═════ MATERIAL SHOWN ═════

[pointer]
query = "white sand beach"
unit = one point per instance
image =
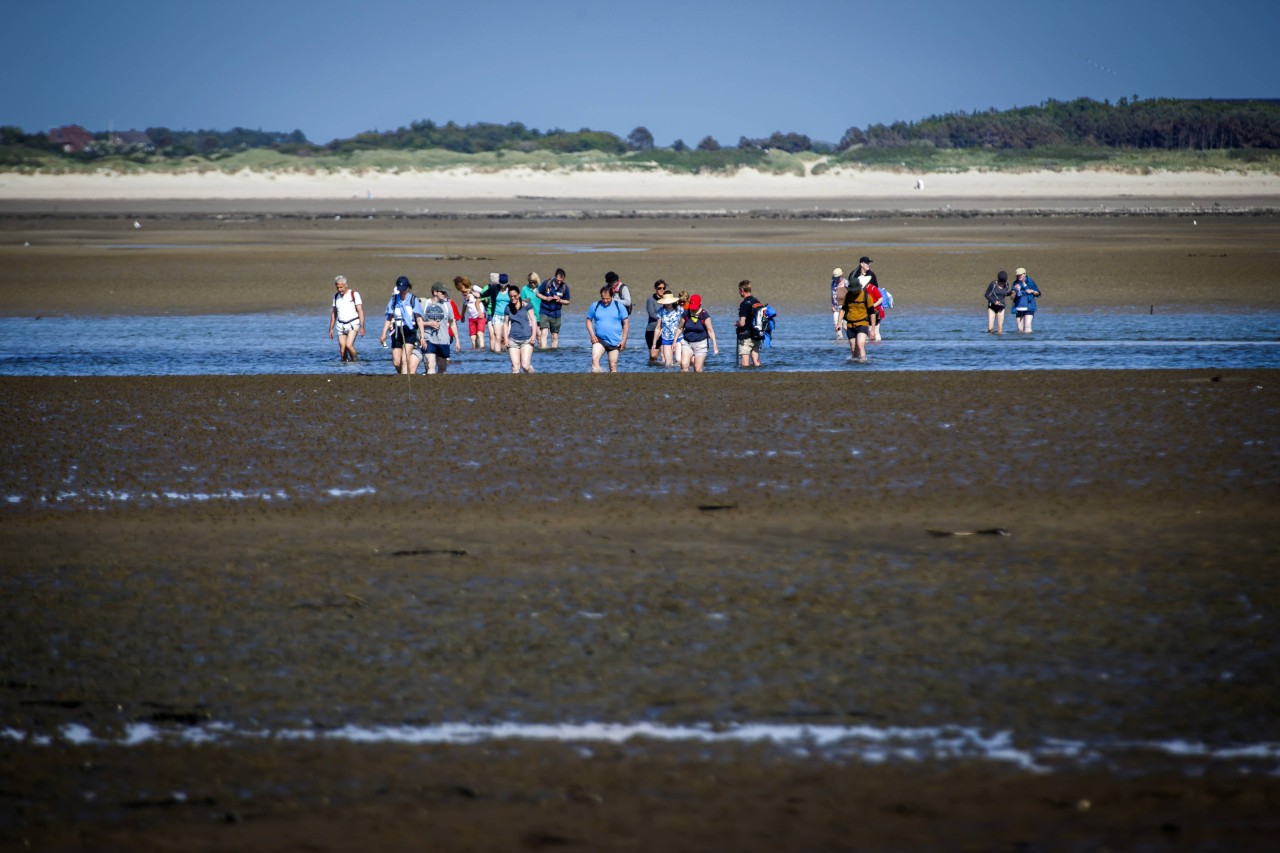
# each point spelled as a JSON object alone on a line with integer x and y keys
{"x": 842, "y": 185}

═════

WHAT IS NEEDED | Give again exactly the lines from the one holding "unit = one point per instance" to the final line of the records, both ends included; any pictures stay out.

RESPONSE TO THE EXERCISE |
unit = one point per instance
image =
# each point spelled as a JSON object alone on a line with integer x and y keys
{"x": 842, "y": 185}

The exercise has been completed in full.